**TEXT BLOCK:**
........

A role for SFs in cell migration has often been suggested or assumed. However, most highly migratory cells lack SFs, and the presence of SFs is correlated more with strong adhesion than rapid migration (Burridge, 1981; Herman et al., 1981). Nevertheless, in order for strongly adherent cells to move forward, it is necessary for them to break their strong adhesions in the rear. So, although there is a negative correlation between SFs and rate of migration, in situations in which cells are strongly adherent, SFs do contribute to migration by generating the force necessary to release the tail of the cell and move the rear forward (Crowley and Horwitz, 1995).
SF assembly
Two model systems have been used to examine how SFs assemble. In one, quiescent cells that are essentially stationary and often in a confluent monolayer are stimulated with agents that activate RhoA. In the other, the formation of SFs is studied in actively migrating cells. Different results and conclusions have been reached, consistent with the view that the mode of assembly is influenced by the migratory state of the cell. In the first system, exploited by Ridley and Hall (1992), cells, such as Swiss 3T3 fibroblasts, were starved of serum, i.e., deprived of growth factors, for a few hours. Under these conditions, preexisting SFs and focal adhesions disassembled. Synchronous reassembly was triggered by the addition of serum or agents, such as lysophosphatidic acid, that activate RhoA (Ridley and Hall, 1992). Using this system, in which ventral SFs are rapidly assembled, it was shown that active RhoA drives assembly by stimulating myosin activity (Chrzanowska-Wodnicka and Burridge, 1996). It was suggested that active myosin induces the aggregation of actin filaments into SFs, both by generating tension and by cross-linking the filaments (Chrzanowska-Wodnicka and Burridge, 1996; Burridge et al., 1997). In turn, integrins that have been dispersed during the period of serum starvation and low RhoA activity are recruited to form the core of the focal adhesion. In this model, SF formation was proposed to occur by aggregation of preexisting actin filaments, and relatively little actin polymerization was anticipated. Consistent with this, Machesky and Hall (1997) found only low levels of polymerization occurred during the formation of ventral SFs in quiescent cells in which RhoA had been activated. It was also speculated that the low affinity of integrins for their ECM ligands facilitated clustering of dispersed but ECM-bound integrins (Chrzanowska-Wodnicka and Burridge, 1996). Recent work supports this model but with an interesting twist. Evidence was presented that the association of the critical linker protein talin with integrins occurs in the focal adhesion but not in the dispersed state. Away from focal adhesions, other interactions presumably maintain the connection between integrins and F-actin (Rossier et al., 2012).

........

**INFORMATION:**
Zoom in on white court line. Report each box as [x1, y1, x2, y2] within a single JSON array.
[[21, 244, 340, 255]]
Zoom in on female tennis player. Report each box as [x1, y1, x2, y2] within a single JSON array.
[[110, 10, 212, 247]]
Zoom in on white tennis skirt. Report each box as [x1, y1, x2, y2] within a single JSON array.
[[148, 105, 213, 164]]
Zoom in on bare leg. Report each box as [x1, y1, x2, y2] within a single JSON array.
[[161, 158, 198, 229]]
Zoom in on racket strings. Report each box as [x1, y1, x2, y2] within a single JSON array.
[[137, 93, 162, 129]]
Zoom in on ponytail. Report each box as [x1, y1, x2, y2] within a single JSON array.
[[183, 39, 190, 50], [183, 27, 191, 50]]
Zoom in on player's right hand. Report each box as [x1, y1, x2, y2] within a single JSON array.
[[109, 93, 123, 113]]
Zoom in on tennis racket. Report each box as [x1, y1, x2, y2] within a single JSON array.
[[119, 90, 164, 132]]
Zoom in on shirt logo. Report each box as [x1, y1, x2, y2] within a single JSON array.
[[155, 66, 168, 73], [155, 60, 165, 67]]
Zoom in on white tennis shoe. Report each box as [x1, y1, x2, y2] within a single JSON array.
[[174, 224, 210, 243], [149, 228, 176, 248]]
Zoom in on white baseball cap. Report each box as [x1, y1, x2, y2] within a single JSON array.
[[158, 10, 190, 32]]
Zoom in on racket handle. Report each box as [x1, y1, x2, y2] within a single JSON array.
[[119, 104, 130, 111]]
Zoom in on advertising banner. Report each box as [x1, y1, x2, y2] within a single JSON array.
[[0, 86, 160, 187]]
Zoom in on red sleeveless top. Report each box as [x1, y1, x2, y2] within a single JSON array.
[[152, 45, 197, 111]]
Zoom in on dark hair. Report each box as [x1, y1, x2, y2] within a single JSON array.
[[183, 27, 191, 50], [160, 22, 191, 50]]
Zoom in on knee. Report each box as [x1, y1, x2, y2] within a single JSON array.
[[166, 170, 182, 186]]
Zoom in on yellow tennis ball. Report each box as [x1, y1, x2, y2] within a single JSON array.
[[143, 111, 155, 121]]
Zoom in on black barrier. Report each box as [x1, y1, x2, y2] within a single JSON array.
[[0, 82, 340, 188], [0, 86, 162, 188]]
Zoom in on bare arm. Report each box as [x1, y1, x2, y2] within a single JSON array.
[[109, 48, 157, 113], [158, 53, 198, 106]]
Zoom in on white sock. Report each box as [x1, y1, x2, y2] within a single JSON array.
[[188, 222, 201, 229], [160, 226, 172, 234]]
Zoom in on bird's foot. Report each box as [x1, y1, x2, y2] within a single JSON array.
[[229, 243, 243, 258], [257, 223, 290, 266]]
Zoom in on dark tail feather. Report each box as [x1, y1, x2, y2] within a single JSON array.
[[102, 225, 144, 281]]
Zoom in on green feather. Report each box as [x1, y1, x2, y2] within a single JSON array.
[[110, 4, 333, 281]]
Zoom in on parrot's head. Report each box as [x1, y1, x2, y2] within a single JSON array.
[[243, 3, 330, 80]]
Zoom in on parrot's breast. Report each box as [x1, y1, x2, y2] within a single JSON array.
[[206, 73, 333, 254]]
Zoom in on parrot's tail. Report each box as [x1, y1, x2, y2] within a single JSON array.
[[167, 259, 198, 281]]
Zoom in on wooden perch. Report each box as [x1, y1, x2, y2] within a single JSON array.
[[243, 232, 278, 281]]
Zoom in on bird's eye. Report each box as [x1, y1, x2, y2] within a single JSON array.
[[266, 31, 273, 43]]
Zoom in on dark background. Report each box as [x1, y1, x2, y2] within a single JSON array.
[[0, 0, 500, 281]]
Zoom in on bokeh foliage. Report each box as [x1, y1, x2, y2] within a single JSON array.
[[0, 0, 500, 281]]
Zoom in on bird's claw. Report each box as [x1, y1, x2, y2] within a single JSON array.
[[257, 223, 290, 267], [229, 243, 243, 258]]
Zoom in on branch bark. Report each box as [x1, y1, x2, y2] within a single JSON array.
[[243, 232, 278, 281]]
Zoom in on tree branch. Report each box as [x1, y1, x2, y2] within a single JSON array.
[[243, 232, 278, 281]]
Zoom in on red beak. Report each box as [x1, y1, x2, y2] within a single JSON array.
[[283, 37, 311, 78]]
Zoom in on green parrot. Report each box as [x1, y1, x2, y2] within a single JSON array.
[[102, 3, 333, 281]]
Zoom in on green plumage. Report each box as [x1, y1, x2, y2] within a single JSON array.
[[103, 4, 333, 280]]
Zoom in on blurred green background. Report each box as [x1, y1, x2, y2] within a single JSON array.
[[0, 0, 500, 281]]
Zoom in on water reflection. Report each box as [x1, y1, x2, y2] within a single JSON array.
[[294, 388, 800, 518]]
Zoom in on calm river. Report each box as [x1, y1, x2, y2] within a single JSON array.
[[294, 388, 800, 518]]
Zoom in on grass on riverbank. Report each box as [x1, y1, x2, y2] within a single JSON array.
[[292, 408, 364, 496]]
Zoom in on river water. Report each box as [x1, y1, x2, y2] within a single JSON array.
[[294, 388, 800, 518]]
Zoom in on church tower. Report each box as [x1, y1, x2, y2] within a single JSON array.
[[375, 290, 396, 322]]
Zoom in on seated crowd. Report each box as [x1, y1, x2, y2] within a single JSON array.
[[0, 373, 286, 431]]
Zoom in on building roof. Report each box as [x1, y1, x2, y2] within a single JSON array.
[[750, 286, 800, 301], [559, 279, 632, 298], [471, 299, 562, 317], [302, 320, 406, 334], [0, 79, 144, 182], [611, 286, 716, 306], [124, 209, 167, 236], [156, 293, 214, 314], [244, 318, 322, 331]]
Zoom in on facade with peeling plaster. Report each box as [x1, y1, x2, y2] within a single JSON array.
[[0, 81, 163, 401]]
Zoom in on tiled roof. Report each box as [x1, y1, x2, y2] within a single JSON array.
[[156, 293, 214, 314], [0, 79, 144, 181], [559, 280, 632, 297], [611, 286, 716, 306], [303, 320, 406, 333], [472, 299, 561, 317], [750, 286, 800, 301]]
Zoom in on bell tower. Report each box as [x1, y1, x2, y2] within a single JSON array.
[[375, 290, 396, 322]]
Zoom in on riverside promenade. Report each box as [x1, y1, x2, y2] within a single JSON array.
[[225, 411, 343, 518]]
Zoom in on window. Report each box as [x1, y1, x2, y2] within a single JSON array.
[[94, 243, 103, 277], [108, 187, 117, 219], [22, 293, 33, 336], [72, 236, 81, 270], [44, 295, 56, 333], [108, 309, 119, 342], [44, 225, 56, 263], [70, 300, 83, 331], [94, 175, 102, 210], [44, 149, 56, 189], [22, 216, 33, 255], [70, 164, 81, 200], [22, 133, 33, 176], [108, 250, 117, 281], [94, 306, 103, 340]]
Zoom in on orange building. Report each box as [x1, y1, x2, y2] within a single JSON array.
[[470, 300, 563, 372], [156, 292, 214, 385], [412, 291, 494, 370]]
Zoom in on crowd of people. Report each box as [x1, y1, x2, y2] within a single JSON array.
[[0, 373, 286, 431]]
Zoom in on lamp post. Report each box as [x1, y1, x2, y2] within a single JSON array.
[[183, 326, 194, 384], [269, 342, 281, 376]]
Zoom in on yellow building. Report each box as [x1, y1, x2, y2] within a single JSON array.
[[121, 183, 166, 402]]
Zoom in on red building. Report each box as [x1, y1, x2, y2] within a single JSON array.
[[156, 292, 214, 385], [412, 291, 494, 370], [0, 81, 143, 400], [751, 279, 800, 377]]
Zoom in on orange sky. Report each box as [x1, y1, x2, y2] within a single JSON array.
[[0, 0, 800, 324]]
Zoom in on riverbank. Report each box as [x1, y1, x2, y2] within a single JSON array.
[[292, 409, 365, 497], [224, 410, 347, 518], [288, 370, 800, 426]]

........

**ACTION ITEM:**
List each distinct work cited in the passage about SFs, giving the authors and year of each, with no repeats.

**REPLY:**
Burridge, 1981
Herman et al., 1981
Crowley and Horwitz, 1995
Ridley and Hall, 1992
Chrzanowska-Wodnicka and Burridge, 1996
Burridge et al., 1997
Machesky and Hall, 1997
Rossier et al., 2012